**Exercise description:**
Restate, word for word, every line of the data.

**Supplied information:**
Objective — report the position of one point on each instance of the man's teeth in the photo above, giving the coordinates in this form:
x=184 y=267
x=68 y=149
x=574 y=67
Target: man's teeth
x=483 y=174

**Your response:**
Objective — report the position of one point on each instance of the man's teeth in the photo above, giving the coordinates in this form:
x=184 y=267
x=68 y=149
x=574 y=67
Target: man's teeth
x=483 y=174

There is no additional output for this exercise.